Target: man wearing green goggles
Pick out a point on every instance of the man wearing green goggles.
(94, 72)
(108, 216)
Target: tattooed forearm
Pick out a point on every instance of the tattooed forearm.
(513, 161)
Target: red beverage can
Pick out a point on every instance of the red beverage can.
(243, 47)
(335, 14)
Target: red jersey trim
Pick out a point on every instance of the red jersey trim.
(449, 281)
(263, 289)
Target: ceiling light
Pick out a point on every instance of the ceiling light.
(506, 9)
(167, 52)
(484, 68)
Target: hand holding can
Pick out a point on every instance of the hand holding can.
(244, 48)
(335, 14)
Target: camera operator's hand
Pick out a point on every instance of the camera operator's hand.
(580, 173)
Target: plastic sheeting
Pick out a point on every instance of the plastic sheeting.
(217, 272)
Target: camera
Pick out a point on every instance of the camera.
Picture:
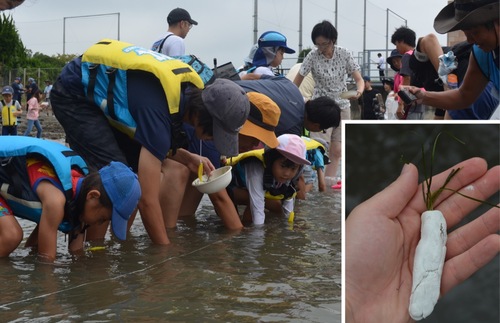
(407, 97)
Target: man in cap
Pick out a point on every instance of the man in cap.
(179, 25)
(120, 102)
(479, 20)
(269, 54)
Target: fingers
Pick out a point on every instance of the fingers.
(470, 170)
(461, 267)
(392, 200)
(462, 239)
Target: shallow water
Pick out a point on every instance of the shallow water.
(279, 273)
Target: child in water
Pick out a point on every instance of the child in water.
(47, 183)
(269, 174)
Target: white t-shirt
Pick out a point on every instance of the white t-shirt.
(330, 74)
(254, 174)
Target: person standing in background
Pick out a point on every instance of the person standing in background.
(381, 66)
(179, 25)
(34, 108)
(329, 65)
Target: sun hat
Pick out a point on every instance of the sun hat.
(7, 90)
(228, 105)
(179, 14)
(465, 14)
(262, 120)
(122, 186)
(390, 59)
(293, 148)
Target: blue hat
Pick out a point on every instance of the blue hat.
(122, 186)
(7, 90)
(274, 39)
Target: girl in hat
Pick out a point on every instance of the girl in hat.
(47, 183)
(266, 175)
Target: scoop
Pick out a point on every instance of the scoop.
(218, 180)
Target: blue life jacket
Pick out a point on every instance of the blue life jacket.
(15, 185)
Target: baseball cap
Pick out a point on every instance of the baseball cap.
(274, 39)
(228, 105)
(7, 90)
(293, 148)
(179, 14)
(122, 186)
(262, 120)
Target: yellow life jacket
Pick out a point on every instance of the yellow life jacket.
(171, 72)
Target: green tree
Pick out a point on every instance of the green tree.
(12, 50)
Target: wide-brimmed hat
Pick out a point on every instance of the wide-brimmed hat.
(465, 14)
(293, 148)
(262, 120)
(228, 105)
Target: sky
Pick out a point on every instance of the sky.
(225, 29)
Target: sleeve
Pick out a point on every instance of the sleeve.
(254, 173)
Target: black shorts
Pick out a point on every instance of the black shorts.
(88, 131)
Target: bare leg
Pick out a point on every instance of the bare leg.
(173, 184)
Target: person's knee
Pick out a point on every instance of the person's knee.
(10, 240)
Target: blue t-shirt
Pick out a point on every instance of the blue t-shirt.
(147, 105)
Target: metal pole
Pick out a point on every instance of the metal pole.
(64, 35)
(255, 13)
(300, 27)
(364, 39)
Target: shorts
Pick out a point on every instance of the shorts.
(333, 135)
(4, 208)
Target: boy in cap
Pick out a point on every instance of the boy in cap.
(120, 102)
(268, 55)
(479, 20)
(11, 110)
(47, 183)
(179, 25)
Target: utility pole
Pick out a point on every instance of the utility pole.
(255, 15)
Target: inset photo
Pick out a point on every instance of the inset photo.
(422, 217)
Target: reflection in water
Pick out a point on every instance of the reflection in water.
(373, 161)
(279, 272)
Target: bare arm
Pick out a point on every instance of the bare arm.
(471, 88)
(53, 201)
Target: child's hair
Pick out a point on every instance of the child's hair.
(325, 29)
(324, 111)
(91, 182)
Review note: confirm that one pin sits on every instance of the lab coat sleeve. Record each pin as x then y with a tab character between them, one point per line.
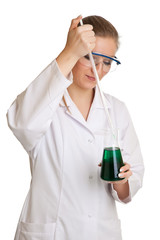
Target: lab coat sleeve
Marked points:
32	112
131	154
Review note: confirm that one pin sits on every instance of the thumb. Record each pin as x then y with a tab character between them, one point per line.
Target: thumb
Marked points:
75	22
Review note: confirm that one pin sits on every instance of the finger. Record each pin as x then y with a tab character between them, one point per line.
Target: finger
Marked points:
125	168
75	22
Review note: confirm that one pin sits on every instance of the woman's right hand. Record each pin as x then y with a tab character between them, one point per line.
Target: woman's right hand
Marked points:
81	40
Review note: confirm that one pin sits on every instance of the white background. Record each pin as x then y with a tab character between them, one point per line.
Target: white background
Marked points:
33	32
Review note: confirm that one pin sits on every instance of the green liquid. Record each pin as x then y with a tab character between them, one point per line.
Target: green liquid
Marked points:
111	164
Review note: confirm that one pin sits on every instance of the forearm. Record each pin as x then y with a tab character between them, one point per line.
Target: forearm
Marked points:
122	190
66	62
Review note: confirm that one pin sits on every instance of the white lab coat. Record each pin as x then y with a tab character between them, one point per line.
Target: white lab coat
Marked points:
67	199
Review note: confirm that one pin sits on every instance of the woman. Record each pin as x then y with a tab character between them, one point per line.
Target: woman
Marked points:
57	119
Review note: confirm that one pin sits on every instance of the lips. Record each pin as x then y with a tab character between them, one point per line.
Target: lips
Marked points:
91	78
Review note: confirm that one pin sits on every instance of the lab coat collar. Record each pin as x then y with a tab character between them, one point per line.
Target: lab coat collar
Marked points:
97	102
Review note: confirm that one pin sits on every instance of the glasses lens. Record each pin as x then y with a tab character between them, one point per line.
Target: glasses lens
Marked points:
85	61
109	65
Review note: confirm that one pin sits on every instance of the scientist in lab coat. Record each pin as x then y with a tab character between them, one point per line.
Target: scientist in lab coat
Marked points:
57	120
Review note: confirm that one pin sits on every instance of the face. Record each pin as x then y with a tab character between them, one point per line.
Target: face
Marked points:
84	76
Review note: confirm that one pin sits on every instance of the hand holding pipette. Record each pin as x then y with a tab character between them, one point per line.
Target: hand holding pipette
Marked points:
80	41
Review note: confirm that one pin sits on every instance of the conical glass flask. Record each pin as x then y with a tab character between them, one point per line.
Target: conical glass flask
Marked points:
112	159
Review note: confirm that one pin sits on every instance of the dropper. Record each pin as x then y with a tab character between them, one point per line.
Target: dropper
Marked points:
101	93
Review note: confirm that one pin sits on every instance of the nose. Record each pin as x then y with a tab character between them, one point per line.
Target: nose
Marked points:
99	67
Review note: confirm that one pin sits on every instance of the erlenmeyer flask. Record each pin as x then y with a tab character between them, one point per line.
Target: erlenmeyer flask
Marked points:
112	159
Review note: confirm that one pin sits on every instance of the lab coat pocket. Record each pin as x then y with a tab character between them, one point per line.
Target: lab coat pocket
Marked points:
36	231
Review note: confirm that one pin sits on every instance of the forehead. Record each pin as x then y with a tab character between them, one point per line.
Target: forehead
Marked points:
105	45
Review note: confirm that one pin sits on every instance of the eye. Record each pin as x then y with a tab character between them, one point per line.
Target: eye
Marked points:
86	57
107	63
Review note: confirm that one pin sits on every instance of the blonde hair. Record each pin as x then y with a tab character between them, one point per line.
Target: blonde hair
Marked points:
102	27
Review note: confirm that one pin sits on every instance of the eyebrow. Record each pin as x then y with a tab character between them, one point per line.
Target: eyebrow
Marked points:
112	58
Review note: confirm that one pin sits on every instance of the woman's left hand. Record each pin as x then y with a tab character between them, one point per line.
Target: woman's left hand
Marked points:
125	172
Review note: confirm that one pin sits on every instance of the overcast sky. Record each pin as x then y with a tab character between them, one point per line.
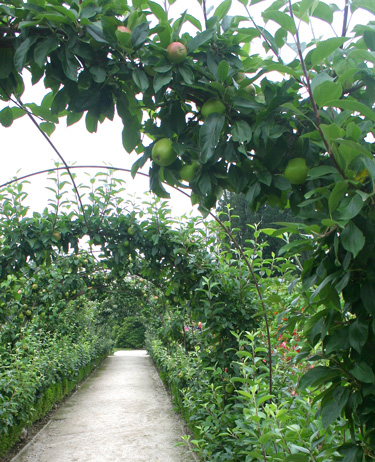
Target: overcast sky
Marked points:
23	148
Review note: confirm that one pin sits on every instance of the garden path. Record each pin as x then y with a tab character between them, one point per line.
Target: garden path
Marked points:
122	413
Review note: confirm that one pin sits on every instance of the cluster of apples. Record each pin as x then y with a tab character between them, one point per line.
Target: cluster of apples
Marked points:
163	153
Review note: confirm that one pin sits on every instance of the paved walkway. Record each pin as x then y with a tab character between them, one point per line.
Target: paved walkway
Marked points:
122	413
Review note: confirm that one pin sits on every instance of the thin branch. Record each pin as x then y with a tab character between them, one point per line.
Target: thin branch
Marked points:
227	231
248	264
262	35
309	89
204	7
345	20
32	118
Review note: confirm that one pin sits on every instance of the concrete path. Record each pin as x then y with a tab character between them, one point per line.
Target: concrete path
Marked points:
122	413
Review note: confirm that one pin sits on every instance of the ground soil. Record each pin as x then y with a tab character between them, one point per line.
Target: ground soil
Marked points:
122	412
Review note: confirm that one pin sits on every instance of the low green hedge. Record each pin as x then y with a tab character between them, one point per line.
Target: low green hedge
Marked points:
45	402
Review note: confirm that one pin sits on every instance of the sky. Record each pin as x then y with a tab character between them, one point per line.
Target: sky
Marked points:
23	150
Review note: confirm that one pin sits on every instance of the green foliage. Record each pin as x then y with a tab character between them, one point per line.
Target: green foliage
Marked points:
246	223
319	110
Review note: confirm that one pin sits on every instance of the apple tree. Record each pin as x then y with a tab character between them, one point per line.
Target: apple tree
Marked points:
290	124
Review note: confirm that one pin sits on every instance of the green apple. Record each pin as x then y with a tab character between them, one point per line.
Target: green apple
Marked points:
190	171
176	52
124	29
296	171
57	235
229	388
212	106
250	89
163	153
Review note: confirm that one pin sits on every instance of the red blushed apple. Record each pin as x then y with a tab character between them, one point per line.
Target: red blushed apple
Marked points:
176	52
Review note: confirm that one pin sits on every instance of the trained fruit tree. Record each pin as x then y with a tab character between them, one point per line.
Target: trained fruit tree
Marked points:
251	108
==
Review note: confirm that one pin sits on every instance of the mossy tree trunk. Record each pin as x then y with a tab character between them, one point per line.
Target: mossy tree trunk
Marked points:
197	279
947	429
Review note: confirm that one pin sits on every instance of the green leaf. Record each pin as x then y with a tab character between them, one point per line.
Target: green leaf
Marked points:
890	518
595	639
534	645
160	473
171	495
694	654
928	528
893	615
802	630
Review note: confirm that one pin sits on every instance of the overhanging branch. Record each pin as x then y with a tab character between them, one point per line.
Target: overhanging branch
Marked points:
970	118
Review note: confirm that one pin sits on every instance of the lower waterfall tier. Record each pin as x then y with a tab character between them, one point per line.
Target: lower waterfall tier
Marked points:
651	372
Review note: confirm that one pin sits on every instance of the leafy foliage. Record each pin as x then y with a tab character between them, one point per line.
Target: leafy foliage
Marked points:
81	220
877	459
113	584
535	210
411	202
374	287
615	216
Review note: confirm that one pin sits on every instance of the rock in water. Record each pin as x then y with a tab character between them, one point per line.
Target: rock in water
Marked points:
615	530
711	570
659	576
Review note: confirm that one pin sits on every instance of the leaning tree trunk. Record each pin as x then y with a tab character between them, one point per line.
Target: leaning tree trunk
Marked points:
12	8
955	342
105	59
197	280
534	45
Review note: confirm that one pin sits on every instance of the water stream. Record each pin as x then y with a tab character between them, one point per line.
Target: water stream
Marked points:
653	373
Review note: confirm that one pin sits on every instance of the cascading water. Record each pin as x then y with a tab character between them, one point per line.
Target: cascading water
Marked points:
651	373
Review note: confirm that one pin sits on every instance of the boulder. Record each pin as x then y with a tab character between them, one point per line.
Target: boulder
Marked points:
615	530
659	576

_Your task_. Please count the lines in the records above that contain the word "walkway", and reply with that number alone.

_Exercise response_. 2